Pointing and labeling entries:
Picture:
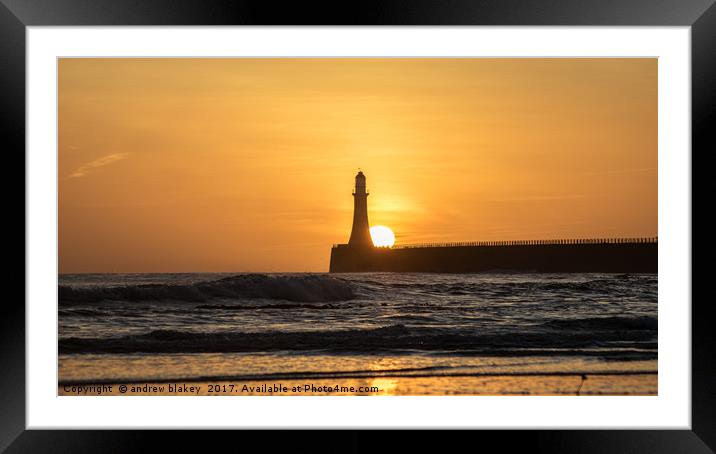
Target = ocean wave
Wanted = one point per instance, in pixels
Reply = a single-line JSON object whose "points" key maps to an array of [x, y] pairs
{"points": [[607, 323], [308, 288], [392, 337], [619, 285]]}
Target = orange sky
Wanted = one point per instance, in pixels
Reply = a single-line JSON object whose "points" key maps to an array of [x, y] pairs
{"points": [[247, 164]]}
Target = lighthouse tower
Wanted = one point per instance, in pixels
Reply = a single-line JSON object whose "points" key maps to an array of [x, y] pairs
{"points": [[360, 234]]}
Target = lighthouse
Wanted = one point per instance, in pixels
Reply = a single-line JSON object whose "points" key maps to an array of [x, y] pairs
{"points": [[360, 233]]}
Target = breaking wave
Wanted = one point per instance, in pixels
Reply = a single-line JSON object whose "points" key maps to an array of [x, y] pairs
{"points": [[389, 338], [309, 289]]}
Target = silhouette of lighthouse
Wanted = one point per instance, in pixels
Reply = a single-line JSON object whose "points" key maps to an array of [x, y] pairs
{"points": [[360, 233]]}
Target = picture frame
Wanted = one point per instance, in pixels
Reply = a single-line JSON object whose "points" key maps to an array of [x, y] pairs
{"points": [[15, 16]]}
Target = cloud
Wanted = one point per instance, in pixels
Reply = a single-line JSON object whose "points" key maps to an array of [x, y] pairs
{"points": [[97, 163]]}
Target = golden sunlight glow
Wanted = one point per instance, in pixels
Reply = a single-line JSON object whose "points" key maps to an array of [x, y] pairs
{"points": [[247, 164], [382, 236]]}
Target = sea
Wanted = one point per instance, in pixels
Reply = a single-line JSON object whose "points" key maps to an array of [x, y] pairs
{"points": [[363, 333]]}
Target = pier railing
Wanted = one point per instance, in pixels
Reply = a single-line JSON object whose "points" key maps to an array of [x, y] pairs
{"points": [[638, 240]]}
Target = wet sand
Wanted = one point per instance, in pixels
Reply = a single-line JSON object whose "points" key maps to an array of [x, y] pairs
{"points": [[545, 385]]}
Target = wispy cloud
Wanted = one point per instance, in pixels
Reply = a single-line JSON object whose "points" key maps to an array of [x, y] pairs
{"points": [[91, 166]]}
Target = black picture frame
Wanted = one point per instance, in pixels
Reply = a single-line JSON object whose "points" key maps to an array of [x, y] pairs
{"points": [[16, 15]]}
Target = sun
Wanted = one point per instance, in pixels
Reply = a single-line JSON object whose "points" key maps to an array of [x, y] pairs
{"points": [[382, 236]]}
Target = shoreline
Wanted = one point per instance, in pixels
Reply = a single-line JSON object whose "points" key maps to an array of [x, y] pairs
{"points": [[642, 383]]}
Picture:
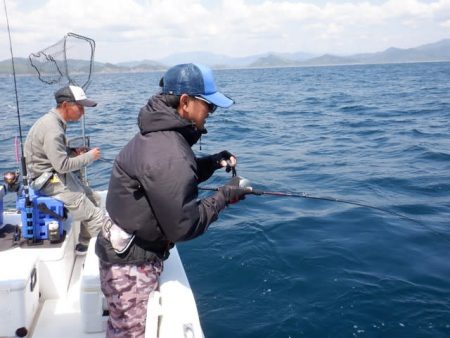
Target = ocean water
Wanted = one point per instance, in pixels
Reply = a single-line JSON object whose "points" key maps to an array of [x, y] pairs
{"points": [[293, 267]]}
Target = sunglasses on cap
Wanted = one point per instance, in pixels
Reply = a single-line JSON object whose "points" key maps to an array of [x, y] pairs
{"points": [[211, 106]]}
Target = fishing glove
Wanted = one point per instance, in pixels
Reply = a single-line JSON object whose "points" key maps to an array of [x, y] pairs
{"points": [[233, 191], [224, 155]]}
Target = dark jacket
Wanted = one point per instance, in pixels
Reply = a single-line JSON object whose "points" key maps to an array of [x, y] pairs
{"points": [[153, 187]]}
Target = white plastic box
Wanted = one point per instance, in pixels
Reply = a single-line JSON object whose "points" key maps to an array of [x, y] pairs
{"points": [[19, 291], [92, 301]]}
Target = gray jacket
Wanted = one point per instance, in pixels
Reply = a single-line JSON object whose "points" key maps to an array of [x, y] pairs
{"points": [[45, 148]]}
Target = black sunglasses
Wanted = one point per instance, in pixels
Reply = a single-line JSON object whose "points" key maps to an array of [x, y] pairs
{"points": [[211, 106]]}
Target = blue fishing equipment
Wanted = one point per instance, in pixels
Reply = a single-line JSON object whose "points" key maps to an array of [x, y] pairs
{"points": [[43, 219]]}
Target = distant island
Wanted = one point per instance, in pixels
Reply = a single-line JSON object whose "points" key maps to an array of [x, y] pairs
{"points": [[433, 52]]}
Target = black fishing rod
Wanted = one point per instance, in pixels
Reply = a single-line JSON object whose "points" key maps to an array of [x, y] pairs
{"points": [[28, 203], [244, 183]]}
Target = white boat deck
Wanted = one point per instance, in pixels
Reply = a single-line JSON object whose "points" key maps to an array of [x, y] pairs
{"points": [[62, 317], [67, 301]]}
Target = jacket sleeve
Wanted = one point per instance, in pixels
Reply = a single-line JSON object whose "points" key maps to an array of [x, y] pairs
{"points": [[55, 148], [172, 192]]}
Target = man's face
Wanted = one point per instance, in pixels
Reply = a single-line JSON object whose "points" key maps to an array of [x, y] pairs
{"points": [[199, 110], [73, 111]]}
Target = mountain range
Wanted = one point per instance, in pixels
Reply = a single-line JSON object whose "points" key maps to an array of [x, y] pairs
{"points": [[433, 52]]}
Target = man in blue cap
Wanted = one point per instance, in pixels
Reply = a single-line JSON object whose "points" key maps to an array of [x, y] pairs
{"points": [[153, 200]]}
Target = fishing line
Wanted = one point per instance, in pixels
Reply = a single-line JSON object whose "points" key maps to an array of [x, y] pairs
{"points": [[332, 199], [28, 203], [14, 75]]}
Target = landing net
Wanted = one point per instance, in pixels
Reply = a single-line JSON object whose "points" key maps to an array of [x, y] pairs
{"points": [[69, 61]]}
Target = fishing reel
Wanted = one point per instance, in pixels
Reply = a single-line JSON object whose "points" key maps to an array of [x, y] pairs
{"points": [[78, 145], [11, 179]]}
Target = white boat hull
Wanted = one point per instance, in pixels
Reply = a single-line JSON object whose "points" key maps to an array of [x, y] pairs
{"points": [[70, 303]]}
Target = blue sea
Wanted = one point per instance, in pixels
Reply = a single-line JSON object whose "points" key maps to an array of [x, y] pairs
{"points": [[296, 267]]}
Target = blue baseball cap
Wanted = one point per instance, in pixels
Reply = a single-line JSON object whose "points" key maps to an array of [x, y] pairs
{"points": [[194, 80]]}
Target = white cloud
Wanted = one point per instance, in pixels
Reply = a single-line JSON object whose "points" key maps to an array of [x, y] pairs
{"points": [[137, 29]]}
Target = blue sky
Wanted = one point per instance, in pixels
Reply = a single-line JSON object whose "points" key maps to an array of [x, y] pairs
{"points": [[151, 29]]}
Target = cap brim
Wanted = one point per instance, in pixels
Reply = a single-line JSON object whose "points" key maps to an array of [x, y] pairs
{"points": [[218, 99], [87, 103]]}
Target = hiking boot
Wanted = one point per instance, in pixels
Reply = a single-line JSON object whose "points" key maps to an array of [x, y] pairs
{"points": [[80, 249]]}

**TASK STATEMENT**. Write out all of the records above word for word, leaving out the pictures.

**CORRECT OUTPUT**.
Picture:
Target = ocean wave
Wanted = one point per instance, in pixels
Reply = a single-line JSON object whose "points" key maps to an array of [x, y] pairs
{"points": [[607, 323], [308, 288], [392, 337], [619, 285]]}
Target = orange sky
Wanted = one point per instance, in pixels
Reply = a single-line JSON object whose "points" key maps to an array of [x, y] pairs
{"points": [[247, 164]]}
Target = lighthouse tower
Wanted = one point per instance, in pixels
Reply = a single-line JSON object whose "points" key maps to an array of [x, y] pairs
{"points": [[360, 234]]}
Target = lighthouse
Wanted = one point per instance, in pixels
Reply = a single-line JSON object whose "points" key maps to an array of [x, y] pairs
{"points": [[360, 233]]}
Target = breaking wave
Wanted = one point per instance, in pixels
Reply = a single-line JSON object whose "points" key maps to an array of [x, y] pairs
{"points": [[389, 338], [309, 289]]}
Target = silhouette of lighthouse
Wanted = one point per instance, in pixels
Reply = a single-line JSON object whose "points" key maps to an array of [x, y] pairs
{"points": [[360, 233]]}
Target = picture frame
Wanted = one point per instance, in pixels
Reply = a single-line JSON object whose "points" key maps to an array of [x, y] pairs
{"points": [[15, 16]]}
Target = cloud
Wanted = one point per instance, in pixels
Reply = a single-line JSON object whose "points" key maps to an array of [x, y] pairs
{"points": [[97, 163]]}
Target = golden sunlight glow
Wanted = one point per instance, in pixels
Reply = a single-line JSON object whose "points" key maps to an array of [x, y] pairs
{"points": [[247, 164], [382, 236]]}
Target = sea
Wanted = one point per instance, in pixels
Reply = a single-line JSON object whose "points" key maps to an array of [x, y] pairs
{"points": [[363, 333]]}
Target = pier railing
Wanted = one point per instance, in pixels
Reply = a single-line JSON object whose "points" key maps to an array of [x, y] pairs
{"points": [[638, 240]]}
Target = wet sand
Wanted = one point per instance, in pixels
Reply = a single-line JSON object whose "points" key maps to an array of [x, y] pairs
{"points": [[545, 385]]}
Target = wispy cloud
Wanted = one point per instance, in pixels
Reply = a single-line JSON object whose "points" key maps to an array of [x, y] pairs
{"points": [[91, 166]]}
Target = black picture frame
Wanted = one point per instance, in pixels
Reply = a single-line JSON object whose "points" key maps to an array of [x, y] pairs
{"points": [[16, 15]]}
Target = sun
Wanted = one point per instance, in pixels
Reply = a single-line JSON object whose "points" key maps to an array of [x, y] pairs
{"points": [[382, 236]]}
Target = shoreline
Wanted = one point per instance, in pixels
Reply = a single-line JSON object whose "points" key maps to an array of [x, y] pairs
{"points": [[642, 383]]}
Picture:
Target = ocean water
Wanted = one point per instance, in pixels
Reply = a single-line JSON object whose "points" key maps to an array of [x, y] pairs
{"points": [[293, 267]]}
Target = sunglasses on cap
Wanted = one point per instance, in pixels
Reply = a single-line JSON object whose "points" key maps to an array of [x, y] pairs
{"points": [[211, 106]]}
Target = fishing glove
Wanted = one point per instance, in pixels
Reply = a single-line JSON object whose "points" key maps to an array of [x, y] pairs
{"points": [[233, 191], [224, 155]]}
Target = dark jacket
Wanted = one point per instance, in pixels
Reply = a single-line JSON object whose "points" key maps to an array of [x, y] pairs
{"points": [[153, 187]]}
Target = white plastic box
Wanted = one point per instance, in pixels
Reply = a single-line JSON object whose "points" key maps to an array of [x, y] pairs
{"points": [[19, 291], [92, 301]]}
Target = gray jacket
Wanted = one point per instance, in pixels
Reply = a single-line JSON object whose "points" key maps to an array of [x, y] pairs
{"points": [[45, 148]]}
Target = black sunglasses
Wanted = one point per instance, in pixels
Reply = a single-line JSON object whose "points" key maps to an array of [x, y] pairs
{"points": [[211, 106]]}
Target = blue fishing equipment
Wanted = one point per instance, in pixels
Reply = a single-line JSON object whose "points" key maps to an array of [x, y] pairs
{"points": [[43, 219]]}
Target = distant island
Wanted = one point per instance, in pixels
Reply = a single-line JSON object whose "points" key maps to an array of [x, y] pairs
{"points": [[433, 52]]}
Target = black fishing rod
Wanted = one point per instance, in pixels
Reply = a single-line JSON object whose "points" key maps to an array of [x, y] pairs
{"points": [[28, 203], [244, 183]]}
Target = white boat deck
Wanted = one point per instance, in pixels
Reply = a single-line JSON object whose "points" key maps to an array of [x, y] pairs
{"points": [[62, 317], [67, 301]]}
Target = jacket sleeve
Wanted = one point per instance, in pixels
Reply = a single-line JSON object whose "points" key maps to an array of [x, y] pairs
{"points": [[55, 148], [172, 192]]}
Target = man's face
Wanted = one point per instance, in pixels
Reply = a single-line JSON object whose "points" key maps to an array of [x, y] pairs
{"points": [[199, 110], [73, 111]]}
Target = mountain range
Wanted = one point per instance, in pixels
Reply = a single-line JSON object whose "points" key maps to an array of [x, y] pairs
{"points": [[433, 52]]}
Target = man in blue cap
Wanted = one point per instance, in pixels
Reply = a single-line JSON object whose "points" key maps to an array of [x, y] pairs
{"points": [[153, 200]]}
Target = fishing line
Wanted = one point per instance, in pixels
Reply = a single-line JSON object whose "points" key maps to an array of [x, y] pairs
{"points": [[332, 199], [28, 203], [14, 75]]}
Target = landing net
Wanted = one point per instance, in pixels
Reply = a single-line JSON object whose "points" key maps to an array of [x, y] pairs
{"points": [[69, 61]]}
Target = fishing reel
Wanted = one point per instance, in pixels
Reply = a single-line JSON object whose "points" key maps to an array of [x, y] pairs
{"points": [[78, 145], [11, 179]]}
Target = white boat hull
Wanted = one point per instance, in pixels
Reply = a single-line JSON object whose "points" key maps to an array of [x, y] pairs
{"points": [[70, 303]]}
Target = blue sea
Wanted = one point per instance, in pixels
Reply = a single-line JSON object whose "points" key maps to an array of [x, y] pairs
{"points": [[296, 267]]}
Target = blue baseball cap
Wanted = one point per instance, in pixels
Reply = a single-line JSON object whose "points" key maps to an array of [x, y] pairs
{"points": [[194, 80]]}
Target = white cloud
Wanted = one point per instance, in pixels
Reply = a single-line JSON object whose "points" key maps to an array of [x, y] pairs
{"points": [[137, 29]]}
Target = blue sky
Wanted = one point per instance, in pixels
Reply = a single-line JSON object whose "points" key maps to an array of [x, y] pairs
{"points": [[151, 29]]}
Target = cap brim
Wanted = one point per instance, in pixels
Reply = a single-line JSON object whose "points" key maps to an array of [x, y] pairs
{"points": [[218, 99], [87, 103]]}
Target = hiking boot
Wanted = one point per instance, in pixels
Reply = a single-line JSON object whose "points" key maps to an array of [x, y] pairs
{"points": [[80, 249]]}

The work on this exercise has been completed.